● **Written instruction**:
Copy each of the following items word for word, leaving every line unchanged.

● **Records to process**:
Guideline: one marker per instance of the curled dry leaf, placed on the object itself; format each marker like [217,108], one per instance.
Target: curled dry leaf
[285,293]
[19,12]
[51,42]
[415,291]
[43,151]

● **The solution**:
Guideline: one marker per instance of the curled dry leaf, placed on the object itself; format each marker like [217,108], one per instance.
Target: curled dry leaf
[285,293]
[19,12]
[51,42]
[415,291]
[43,151]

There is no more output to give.